_Work to be completed_
Set out exactly every line of the entries below, starting at the line that holds "negative clicks: (219, 136)" and stopping after the line that holds "negative clicks: (133, 428) (186, 316)".

[Recorded data]
====================

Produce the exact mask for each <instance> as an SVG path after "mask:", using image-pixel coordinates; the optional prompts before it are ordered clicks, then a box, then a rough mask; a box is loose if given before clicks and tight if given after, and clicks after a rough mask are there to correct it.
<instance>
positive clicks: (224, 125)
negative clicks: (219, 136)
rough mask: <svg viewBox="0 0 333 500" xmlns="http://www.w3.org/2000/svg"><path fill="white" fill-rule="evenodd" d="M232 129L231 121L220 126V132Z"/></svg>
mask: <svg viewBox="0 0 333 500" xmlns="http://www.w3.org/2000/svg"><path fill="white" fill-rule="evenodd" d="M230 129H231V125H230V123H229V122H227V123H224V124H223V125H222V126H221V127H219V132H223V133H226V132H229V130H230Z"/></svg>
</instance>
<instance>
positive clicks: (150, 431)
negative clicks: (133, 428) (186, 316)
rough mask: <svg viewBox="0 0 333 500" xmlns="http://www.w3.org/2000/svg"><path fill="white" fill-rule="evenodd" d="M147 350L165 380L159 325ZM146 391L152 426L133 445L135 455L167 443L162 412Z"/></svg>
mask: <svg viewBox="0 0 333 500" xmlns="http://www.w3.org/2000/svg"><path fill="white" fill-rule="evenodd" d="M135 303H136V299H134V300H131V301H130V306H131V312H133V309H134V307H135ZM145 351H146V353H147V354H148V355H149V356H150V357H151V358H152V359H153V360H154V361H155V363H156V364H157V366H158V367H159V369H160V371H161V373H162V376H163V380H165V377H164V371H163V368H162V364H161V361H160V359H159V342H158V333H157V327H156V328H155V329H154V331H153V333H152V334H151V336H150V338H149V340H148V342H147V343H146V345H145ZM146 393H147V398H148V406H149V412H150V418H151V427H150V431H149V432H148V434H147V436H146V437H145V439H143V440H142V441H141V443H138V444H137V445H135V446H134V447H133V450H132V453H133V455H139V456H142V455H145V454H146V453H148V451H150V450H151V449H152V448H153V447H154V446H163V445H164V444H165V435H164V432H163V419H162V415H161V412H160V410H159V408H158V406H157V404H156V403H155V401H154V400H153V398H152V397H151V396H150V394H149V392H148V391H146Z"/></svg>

====================

_Response to the exercise_
negative clicks: (219, 136)
rough mask: <svg viewBox="0 0 333 500" xmlns="http://www.w3.org/2000/svg"><path fill="white" fill-rule="evenodd" d="M232 129L231 121L220 126V132Z"/></svg>
mask: <svg viewBox="0 0 333 500" xmlns="http://www.w3.org/2000/svg"><path fill="white" fill-rule="evenodd" d="M230 129H231V125H230V123H229V122H227V123H224V124H223V125H222V126H221V127H219V132H223V133H226V132H229V130H230Z"/></svg>
</instance>
<instance>
positive clicks: (150, 431)
negative clicks: (133, 428) (186, 316)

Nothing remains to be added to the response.